Extrato da fonte
★ ★ ★ ★ ★ ★ ★
Importa, pois, regressar à reabilitação urbana em Lisboa.
Instrumentos da reabilitação urbana
(…) A Reabilitação Urbana dos Bairros Históricos, sendo um objectivo estratégico da CML, começou por se configurar ainda na gestão do Eng.º Krus Abecasis com a criação de dois gabinetes locais na colina do Castelo, por pressão das populações e com um papel importante de juntas de freguesia já então de maioria comunista.
Estes instrumentos, depois alargados com a coligação de esquerda a outros bairros e reforçados, com uma Direcção Municipal própria, com instrumentos legais específicos de planeamento, com a interdisciplinaridade (engenheiros, arquitectos, fiscais, medidores orçamentistas, historiadores, assistentes sociais, etc.), obtida com a atracção de técnicos de outras unidades orgânicas, critérios técnicos próprios de intervenção em bairros que se queriam preservar bem como aos respectivos residentes, apoios próprios de planeamento e gestão urbanos e de gestão de empreitadas e com um novo estilo de relacionamento com as populações, foram essenciais no desabrochar deste processo de reabilitação urbana.
A eficácia da intervenção dos gabinetes locais e o acompanhamento permanente pelos interessados foram facilitados com a agregação de competências que permitia acompanhar cada processo, da identificação do problema até à realização da obra, própria ou a fiscalização das intervenções dos privados.Destas e doutras coisas resultou um progresso assinalável na reabilitação do edificado isolado ou em projectos integrados, um novo peso deste investimento no orçamento municipal, nova capacidade para influenciar a criação ou melhoria de programas de apoio como o RECRIA, REHABITA, SOLARH, etc., com o crescente recurso a estes por parte do município e dos particulares, uma nova visibilidade deste tipo de reabilitação e de satisfação das populações, um reforço do papel das Juntas de Freguesia.
Mas também os anos de oposição, sem poder executivo, em que, mantendo tais características, Santana Lopes saiu derrotado, isolado, para agora regressar, apostando no esquecimento de uns e na recusa da memória por outros.
Habitação por conservar: os números e a conversa fiada...
A reabilitação urbana dos bairros históricos, por diversas especificidades (técnicas e materiais de construção, peso maior de necessidades de conservação e reabilitação, menor rentabilidade do investimento privado, laços sociais particulares, dimensão e especialização de empresas de construção indicadas, etc.), deve ter um enquadramento legislativo, de planeamento urbano distintos, ter uma estrutura municipal própria, com várias valências integradas e um maior entrosamento com os residentes.
★ ★ ★ ★ ★ ★ ★
Excerto de dados

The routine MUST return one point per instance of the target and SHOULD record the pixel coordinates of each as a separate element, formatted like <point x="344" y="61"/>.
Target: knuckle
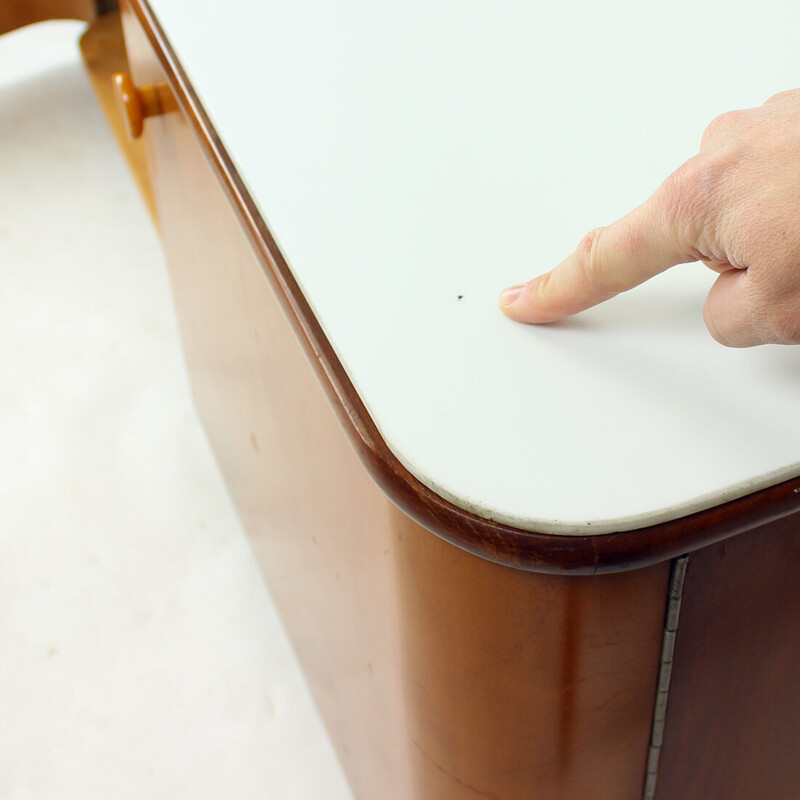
★ ★ ★ ★ ★ ★ ★
Tarefa
Segundo o texto sobre a reabilitação urbana em Lisboa, quantos gabinetes locais foram criados na colina do Castelo durante a gestão do Eng.º Krus Abecasis?

Resultado final
Foram criados dois gabinetes locais.